■ **Tarefa A**: Com base no texto sobre rastreamento do câncer colorretal, explique por que o toque retal não é recomendado, embora alcance parte dos tumores. Responda em uma a três frases.
■ **Tarefa B**: Dê continuidade ao texto sobre rastreamento do câncer colorretal a partir da última frase apresentada.

■ **Texto para leitura**:
O câncer colorretal é o terceiro câncer mais comum e a terceira causa de morte por câncer nos EUA; entretanto, pode ser detectado em pacientes assintomáticos em um estágio curável. Diversos estudos clínicos randomizados mostraram menor mortalidade entre os pacientes submetidos ao rastreamento, que também pode detectar pólipos pré-cancerosos que podem ser removidos durante a colonoscopia, reduzindo, assim, a incidência da doença.

A incidência de câncer colorretal é baixa antes dos 40 anos de idade, porém aumenta progressivamente, com risco durante a vida de 4,4%, sendo que 90% dos casos ocorrem antes dos 50 anos de idade. A maioria dos carcinomas colorretais se origina de pólipos adenomatosos, que podem progredir para displasia e câncer, em uma progressão que leva cerca de 10 anos.

Um dos fatores de risco para o desenvolvimento da doença é a história familiar; 20% dos pacientes com câncer colorretal possuem história familiar; o efeito desse fator, no entanto, diminui com o aumento da idade. O risco é maior em negros em comparação com caucasianos, e é cerca de duas vezes maior em homens do que em mulheres.

O sedentarismo, o consumo de carne vermelha, o tabagismo e o uso de álcool são fatores associados com aumento do risco de câncer colorretal ? o qual diminui com o consumo de vitaminas, frutas e vegetais, o uso de ácido acetilsalicílico e a suplementação de cálcio e selênio.

 

Opções de rastreamento

 

Várias estratégias estão disponíveis para o rastreamento de indivíduos com risco de desenvolvimento de câncer colorretal, incluindo a pesquisa de sangue oculto em fezes (com o uso de testes do guáiaco ou imunoquímicos) isoladamente ou em combinação com exame de DNA de fezes, endoscopia (sigmoidoscopia flexível ou colonoscopia), exame radiológico (colonografia computadorizada de tomografia computadorizada [TC]) e teste de marcadores moleculares com base no sangue, como o sept 9 DNA metilado (sept9).

Se a colonoscopia não for realizada como o teste de rastreamento primário, todas as outras estratégias de rastreio requerem colonoscopia como seguimento de um teste positivo. Um a cada 4 carcinomas colorretais se encontram no reto e estão ao alcance do toque retal, mas não existem evidências de que o toque digital aumenta a detecção do carcinoma colorretal; sendo assim, o exame não é recomendado.

Os exames fecais podem detectar o sangue da mucosa colônica ulcerada resultante de câncer ou grandes pólipos, e outros exames fecais detectam marcadores moleculares que são eliminados por células epiteliais colônicas cancerígenas. As análises de sangue oculto nas fezes incluem testes com base em guáiaco e testes imunoquímicos que utilizam anticorpos para detectar o sangue humano.

■ **Registros extraídos de uma coleção**:

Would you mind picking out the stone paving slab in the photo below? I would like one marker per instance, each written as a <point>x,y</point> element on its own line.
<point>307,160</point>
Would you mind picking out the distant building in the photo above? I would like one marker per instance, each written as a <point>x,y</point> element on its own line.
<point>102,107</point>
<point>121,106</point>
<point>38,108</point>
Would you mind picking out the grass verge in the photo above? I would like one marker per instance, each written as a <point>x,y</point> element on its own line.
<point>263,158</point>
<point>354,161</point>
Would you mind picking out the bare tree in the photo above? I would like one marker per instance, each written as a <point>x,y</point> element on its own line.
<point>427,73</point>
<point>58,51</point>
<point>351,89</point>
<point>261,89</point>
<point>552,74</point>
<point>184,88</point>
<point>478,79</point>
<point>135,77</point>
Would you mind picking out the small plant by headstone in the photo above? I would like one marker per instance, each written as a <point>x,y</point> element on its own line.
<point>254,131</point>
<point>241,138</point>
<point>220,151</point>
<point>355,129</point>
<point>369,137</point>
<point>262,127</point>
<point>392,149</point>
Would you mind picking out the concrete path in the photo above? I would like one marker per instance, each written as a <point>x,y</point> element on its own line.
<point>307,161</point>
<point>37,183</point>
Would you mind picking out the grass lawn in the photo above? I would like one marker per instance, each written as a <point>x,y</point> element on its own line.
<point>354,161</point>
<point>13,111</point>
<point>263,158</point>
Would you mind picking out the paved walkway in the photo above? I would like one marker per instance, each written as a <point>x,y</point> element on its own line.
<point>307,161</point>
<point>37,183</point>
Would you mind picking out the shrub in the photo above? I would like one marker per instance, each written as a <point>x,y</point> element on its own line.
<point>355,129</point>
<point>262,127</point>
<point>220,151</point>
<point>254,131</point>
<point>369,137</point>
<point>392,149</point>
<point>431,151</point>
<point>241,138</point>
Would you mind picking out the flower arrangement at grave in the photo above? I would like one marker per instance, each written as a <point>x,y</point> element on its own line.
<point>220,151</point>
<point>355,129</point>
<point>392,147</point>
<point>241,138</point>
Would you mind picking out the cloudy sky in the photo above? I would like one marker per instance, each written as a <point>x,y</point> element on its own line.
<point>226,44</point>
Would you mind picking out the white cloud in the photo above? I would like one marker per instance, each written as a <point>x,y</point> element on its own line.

■ **Resposta esperada A**: Um em cada quatro carcinomas colorretais fica no reto e está ao alcance do toque retal. Mesmo assim, não há evidências de que esse exame aumente a detecção do carcinoma colorretal, e por isso ele não é recomendado.

■ **Resposta esperada B**:
Os testes imunoquímicos fecais têm a vantagem de não exigir restrições dietéticas. Essas restrições são necessárias com testes feitos com base em guáiaco porque podem ser falsamente positivos na presença de sangue de carne vermelha ou alimento que reage com o guáiaco (por exemplo, raiz-forte, nabo ou brócolis). Deve ser evitado o uso de anti-inflamatórios não esteroidais por 7 dias. O teste imunoquímico fetal (TIF) deve ser realizado em casa em evacuações sucessivas.

O TIF tem uma sensibilidade de 79% e uma especificidade de 94% para a detecção de câncer; o uso de duas ou três amostras não aumentam significativamente a precisão em relação a uma única amostra. Evidências de alta qualidade apoiam uma estratégia de exames de sangue oculto fecal a cada ano ou a cada 2 anos para a pesquisa de câncer colorretal, com a coloscopia utilizada como seguimento de um teste positivo.

Vários estudos randomizados e controlados mostraram diminuição de mortalidade em cerca de 30% por câncer colorretal com essa estratégia do que sem rastreamento, com até 30 anos de seguimento. Os estudos usaram testes feitos com base em guáiaco, e quase todos os programas de rastreamento populacional atuais usam testes imunoquímicos porque sua precisão é maior e restrições dietéticas não são necessárias.

Os marcadores moleculares incluindo DNA anormal de células cancerosas podem ser detectados nas fezes. O TIF combinado com um teste de DNA de fezes foi aprovado pela Food and Drug Administration (FDA) para a pesquisa de câncer colorretal. Um estudo mostrou que essa combinação tinha maior sensibilidade para a detecção de neoplasia colorretal do que um único TIF isoladamente (92,3 versus 73,8%), mas a especificidade foi menor (86,6 versus 94,9%).

O intervalo de rastreamento difere entre o TIF (anual) e TIF-DNA (1 a 3 anos), o que dificulta uma comparação da eficácia do rastreamento. Faltam dados de estudos que avaliem o benefício da mortalidade por câncer colorretal na triagem com TIF-DNA.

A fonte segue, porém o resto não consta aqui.